— Start of Source —

Supporters of the policy, including U.S. Treasury Secretary Janet Yellen, argue that a minimum international corporate tax rate will end the global “race to the bottom” whereby some countries (most notably Ireland) lower their domestic corporate tax rates, which allegedly obliges other countries to follow suit lest their own domestic companies relocate to lower-tax jurisdictions. This technical argument also typically includes the populist call for “rich” companies to pay their “fair share” of taxes.

Some large multinational companies including Amazon publicly support the proposal, arguing that a minimum international tax rate is preferable to a patchwork of national taxes (and the many disparate fees companies pay to tax lawyers and accountants), even if it means an overall increase in the tax rates paid by Amazon and other multinationals.

But it’s a bad idea. In fact, countries should not tax corporations at all.

Why? Because corporations don’t not bear the burden of taxation. Corporations are simply the legal governance structure for investors and workers to pool their money and skills to produce and distribute output. A corporate tax is therefore a tax on shareholders and workers. Specifically, the shareholder portion of the tax is the difference between their company’s before-tax profit and after-tax profit. Workers pay indirectly with lower wages than they would otherwise earn, as higher corporate taxes discourage capital investment and a lower capital-to-labour ratio means lower labour productivity and therefore lower worker compensation. In fact, the evidence suggests that workers pay more than half of any corporate tax.

This also means that any increased government revenue from the corporate tax is partially offset by lower revenues from the personal income tax as workers earn less money. And to the extent the corporate tax discourages innovation, entrepreneurship and investment in equipment and other infrastructure, the subsequent foregone productivity gains accentuate the tax’s negative effect on labour productivity and wage growth.

Of course, some will argue that Canada will benefit from the G7’s proposal given the popular view that a minimum international corporate tax rate will only affect American “Internet companies” such as Amazon, Facebook and Google. But in 2020, Canada’s outward foreign direct investment (that is, money invested by Canadians in countries other than Canada) was almost twice as large as our inward foreign direct investment, which suggests that Canadian companies might well experience higher net tax obligations under a more punitive international tax regime while the gains to the Canadian government from increasing the effective tax rate on foreign companies doing business in Canada will be modest by comparison.

While the precise impact of a minimum international corporate tax rate on tax revenue remains difficult to predict, it’s fair to say that higher corporate tax rates will slow productivity growth and lower living standards for many Canadian workers.

— End of Source —
— Start of Information shown —

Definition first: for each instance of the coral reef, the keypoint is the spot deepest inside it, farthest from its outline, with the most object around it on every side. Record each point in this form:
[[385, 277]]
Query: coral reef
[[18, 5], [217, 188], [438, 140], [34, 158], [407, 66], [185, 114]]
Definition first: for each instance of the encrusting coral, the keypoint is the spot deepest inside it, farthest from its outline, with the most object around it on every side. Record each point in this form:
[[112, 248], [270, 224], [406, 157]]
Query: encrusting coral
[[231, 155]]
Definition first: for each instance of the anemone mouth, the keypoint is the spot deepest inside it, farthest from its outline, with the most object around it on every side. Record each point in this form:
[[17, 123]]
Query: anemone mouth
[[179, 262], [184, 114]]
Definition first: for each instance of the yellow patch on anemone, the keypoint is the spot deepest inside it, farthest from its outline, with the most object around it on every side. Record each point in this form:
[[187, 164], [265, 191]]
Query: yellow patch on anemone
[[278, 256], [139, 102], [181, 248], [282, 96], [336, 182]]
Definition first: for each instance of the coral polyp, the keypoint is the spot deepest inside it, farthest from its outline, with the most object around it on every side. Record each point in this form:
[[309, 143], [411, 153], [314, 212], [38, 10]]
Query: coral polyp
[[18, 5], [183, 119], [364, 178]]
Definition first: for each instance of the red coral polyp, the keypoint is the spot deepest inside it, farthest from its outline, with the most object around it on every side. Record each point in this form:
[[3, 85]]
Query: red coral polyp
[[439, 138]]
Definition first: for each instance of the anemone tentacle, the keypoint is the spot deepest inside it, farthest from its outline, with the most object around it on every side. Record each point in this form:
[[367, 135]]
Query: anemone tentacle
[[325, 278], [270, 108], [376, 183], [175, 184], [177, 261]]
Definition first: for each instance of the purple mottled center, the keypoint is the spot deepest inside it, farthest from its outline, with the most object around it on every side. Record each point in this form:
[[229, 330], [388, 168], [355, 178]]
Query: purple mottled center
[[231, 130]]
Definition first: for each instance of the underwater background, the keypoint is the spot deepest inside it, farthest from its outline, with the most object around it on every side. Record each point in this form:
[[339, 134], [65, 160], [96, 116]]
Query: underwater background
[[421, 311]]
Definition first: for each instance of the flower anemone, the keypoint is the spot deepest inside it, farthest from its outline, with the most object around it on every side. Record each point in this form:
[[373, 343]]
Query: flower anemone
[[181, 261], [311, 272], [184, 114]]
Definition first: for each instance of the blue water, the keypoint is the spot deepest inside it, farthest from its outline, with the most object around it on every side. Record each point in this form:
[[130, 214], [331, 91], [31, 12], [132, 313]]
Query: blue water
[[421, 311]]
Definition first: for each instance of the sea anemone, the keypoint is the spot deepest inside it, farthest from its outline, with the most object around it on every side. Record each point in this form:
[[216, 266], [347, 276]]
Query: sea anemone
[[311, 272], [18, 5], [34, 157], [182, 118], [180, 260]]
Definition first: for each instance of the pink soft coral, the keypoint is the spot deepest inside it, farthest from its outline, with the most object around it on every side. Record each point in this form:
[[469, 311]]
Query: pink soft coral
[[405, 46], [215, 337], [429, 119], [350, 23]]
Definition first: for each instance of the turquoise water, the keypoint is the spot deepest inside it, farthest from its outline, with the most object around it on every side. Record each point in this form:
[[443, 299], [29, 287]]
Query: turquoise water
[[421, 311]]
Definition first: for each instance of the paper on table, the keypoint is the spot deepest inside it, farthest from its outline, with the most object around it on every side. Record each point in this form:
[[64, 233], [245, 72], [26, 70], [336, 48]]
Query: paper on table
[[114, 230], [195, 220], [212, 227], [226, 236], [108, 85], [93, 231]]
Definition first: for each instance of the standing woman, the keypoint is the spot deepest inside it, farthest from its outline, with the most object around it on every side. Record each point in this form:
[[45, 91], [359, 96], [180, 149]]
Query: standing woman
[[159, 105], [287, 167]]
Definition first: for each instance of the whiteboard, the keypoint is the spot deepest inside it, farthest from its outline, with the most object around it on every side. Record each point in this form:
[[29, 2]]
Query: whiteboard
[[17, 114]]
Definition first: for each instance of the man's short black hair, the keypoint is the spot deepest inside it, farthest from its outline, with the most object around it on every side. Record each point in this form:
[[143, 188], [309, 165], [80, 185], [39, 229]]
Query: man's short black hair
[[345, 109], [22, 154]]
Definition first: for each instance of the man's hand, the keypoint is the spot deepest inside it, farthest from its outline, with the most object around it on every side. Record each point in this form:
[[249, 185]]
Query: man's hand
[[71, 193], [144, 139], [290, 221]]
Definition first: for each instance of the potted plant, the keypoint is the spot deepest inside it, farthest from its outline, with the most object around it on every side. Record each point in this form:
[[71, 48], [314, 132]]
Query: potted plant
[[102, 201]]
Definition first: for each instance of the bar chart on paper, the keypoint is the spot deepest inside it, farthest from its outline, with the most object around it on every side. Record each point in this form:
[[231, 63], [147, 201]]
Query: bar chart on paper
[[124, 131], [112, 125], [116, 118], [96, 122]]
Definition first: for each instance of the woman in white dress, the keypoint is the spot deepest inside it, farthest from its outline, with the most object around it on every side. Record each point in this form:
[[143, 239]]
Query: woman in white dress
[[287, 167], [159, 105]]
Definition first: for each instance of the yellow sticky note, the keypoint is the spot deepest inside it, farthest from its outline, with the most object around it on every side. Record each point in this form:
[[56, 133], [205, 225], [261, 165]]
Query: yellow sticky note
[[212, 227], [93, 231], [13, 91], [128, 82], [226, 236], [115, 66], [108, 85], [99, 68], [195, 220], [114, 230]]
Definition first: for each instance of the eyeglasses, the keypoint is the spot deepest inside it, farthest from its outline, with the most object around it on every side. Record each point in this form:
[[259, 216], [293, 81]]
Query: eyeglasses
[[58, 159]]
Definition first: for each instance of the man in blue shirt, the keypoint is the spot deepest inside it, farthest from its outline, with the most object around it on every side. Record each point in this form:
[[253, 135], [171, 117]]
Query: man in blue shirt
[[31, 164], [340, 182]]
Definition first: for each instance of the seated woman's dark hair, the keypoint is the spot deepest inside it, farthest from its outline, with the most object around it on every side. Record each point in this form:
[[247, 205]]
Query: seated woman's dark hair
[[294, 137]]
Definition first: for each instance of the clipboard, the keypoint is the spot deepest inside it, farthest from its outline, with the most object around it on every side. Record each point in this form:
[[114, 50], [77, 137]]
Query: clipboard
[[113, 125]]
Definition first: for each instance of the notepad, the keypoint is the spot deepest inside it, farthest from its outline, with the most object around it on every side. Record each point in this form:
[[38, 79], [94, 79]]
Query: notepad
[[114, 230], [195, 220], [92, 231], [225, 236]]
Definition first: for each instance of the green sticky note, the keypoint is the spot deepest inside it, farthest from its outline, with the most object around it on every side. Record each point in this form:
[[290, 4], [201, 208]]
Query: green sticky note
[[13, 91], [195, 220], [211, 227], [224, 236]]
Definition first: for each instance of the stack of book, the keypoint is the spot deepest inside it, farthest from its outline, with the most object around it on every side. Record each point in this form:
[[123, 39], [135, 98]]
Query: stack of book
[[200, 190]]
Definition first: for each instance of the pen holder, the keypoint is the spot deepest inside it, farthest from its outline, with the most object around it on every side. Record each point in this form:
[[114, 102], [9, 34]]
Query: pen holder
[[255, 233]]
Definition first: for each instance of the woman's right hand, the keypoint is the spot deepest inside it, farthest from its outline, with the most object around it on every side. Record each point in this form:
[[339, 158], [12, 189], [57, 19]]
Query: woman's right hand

— End of Information shown —

[Given problem 1] In the corporate tax article, what share of any corporate tax does the evidence suggest workers pay?
[Given problem 2] Please write out the part of the corporate tax article that opens with the words containing "This also means" and closes with "and wage growth.".

[Right answer 1] More than half.

[Right answer 2]
This also means that any increased government revenue from the corporate tax is partially offset by lower revenues from the personal income tax as workers earn less money. And to the extent the corporate tax discourages innovation, entrepreneurship and investment in equipment and other infrastructure, the subsequent foregone productivity gains accentuate the tax’s negative effect on labour productivity and wage growth.